TASK SET:
1/ In the passage on Hegseth's views about Medicare and Social Security, what reason does Hegseth give for why people might end up investing more in private programs? Answer in one to three sentences.
2/ According to the passage on Hegseth's views about Medicare and Social Security, what would Paul Ryan's budget proposals give senior citizens?

SELECTED EXTRACT:
####################
Hegseth applauds Wisconsin's Republican Rep. Paul Ryan for budget proposals which, among other things, would give senior citizens grants to buy health insurance rather than cover all their health care through the current single-payer Medicare system.
"So if you want to keep Medicare as you have it right now, you can keep it as you have it," he says. "Or you can opt into a premium-support plan where you essentially get a pool of money and decide amongst a number of different options."
On Social Security, Hegseth says he would consider raising the retirement age and possibly reducing benefits for high-income Americans. He would also consider giving people the option to privately invest a small percentage of their withholding.
He says he's looking for solutions to insolvency, not a way to undo 1960's-era Great Society initiatives.
If people invest more in private programs, "it's because that system has worked and not because Pete Hegseth is ideologically dedicated to privatizing Social Security. I want to reform it," he says.
####################
RECORD SET:
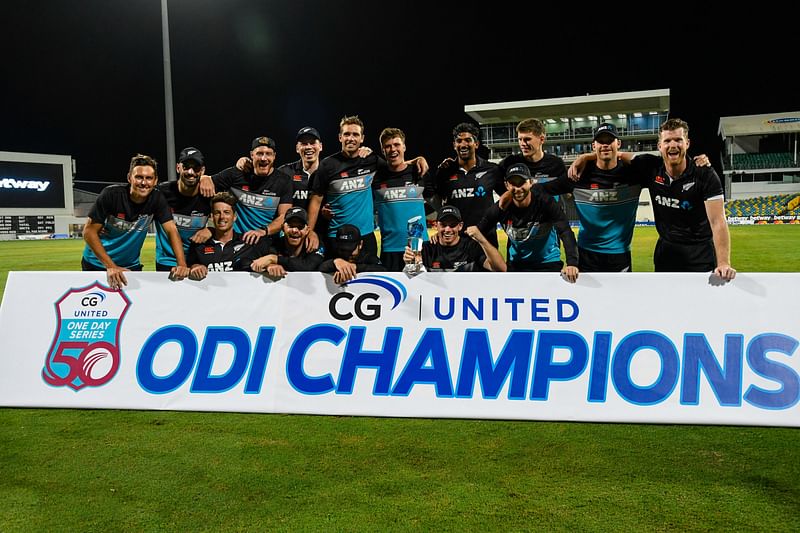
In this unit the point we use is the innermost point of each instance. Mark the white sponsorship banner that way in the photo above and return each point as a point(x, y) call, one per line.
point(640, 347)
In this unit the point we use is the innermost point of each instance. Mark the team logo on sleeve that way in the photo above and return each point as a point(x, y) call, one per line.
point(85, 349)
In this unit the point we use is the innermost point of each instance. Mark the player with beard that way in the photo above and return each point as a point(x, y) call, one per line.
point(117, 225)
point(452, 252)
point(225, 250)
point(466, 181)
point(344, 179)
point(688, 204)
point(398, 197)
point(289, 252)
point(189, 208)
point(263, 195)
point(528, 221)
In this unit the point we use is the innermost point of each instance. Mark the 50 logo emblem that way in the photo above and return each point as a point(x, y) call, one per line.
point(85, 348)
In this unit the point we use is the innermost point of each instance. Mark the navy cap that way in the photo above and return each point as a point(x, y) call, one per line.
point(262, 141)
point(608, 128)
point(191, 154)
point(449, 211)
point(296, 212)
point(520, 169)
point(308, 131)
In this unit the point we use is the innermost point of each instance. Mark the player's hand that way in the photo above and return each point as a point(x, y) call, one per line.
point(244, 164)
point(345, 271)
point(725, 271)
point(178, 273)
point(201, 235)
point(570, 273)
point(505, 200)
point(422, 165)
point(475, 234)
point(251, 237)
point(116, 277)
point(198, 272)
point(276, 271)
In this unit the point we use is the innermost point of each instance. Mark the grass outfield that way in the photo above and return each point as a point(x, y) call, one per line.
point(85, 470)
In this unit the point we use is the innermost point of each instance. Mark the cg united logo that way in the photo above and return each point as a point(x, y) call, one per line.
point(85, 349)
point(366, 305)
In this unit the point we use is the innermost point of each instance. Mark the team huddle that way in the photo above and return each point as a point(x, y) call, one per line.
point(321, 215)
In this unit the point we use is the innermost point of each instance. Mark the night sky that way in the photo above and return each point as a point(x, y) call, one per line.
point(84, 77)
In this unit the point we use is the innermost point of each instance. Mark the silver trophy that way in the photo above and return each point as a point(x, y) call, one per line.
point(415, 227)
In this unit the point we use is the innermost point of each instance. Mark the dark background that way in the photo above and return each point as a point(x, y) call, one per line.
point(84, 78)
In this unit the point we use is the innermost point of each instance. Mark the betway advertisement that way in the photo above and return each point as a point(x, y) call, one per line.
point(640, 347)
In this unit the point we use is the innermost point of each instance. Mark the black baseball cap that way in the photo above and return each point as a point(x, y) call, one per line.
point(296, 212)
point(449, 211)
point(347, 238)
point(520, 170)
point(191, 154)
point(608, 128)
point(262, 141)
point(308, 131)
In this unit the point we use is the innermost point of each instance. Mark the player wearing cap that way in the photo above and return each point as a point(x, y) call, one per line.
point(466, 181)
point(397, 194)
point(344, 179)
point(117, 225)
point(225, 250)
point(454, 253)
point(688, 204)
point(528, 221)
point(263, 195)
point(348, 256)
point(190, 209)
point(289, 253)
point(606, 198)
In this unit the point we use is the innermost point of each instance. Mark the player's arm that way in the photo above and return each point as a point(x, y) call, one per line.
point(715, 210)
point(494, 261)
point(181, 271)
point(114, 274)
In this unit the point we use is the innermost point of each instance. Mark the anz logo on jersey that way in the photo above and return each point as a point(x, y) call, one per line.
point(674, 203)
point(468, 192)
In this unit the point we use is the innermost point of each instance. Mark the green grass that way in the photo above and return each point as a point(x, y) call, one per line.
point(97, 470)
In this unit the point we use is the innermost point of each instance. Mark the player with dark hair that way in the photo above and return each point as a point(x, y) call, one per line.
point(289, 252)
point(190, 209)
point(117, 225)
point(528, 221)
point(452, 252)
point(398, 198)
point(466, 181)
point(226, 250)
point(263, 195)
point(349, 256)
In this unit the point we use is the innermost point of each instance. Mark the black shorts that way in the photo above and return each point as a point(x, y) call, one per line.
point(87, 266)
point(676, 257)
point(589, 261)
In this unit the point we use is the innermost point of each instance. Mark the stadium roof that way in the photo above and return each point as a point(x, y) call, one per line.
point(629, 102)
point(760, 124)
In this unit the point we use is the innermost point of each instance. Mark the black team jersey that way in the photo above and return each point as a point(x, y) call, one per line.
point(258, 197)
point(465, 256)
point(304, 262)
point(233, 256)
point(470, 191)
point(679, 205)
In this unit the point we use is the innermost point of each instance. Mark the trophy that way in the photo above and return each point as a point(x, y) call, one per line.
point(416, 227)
####################
RESULTS OF THE EXERCISE:
1/ Hegseth says that if people invest more in private programs, it will be because that system has worked. He says it will not be because he is ideologically dedicated to privatizing Social Security, since what he wants is to reform it.

2/ Grants to buy health insurance.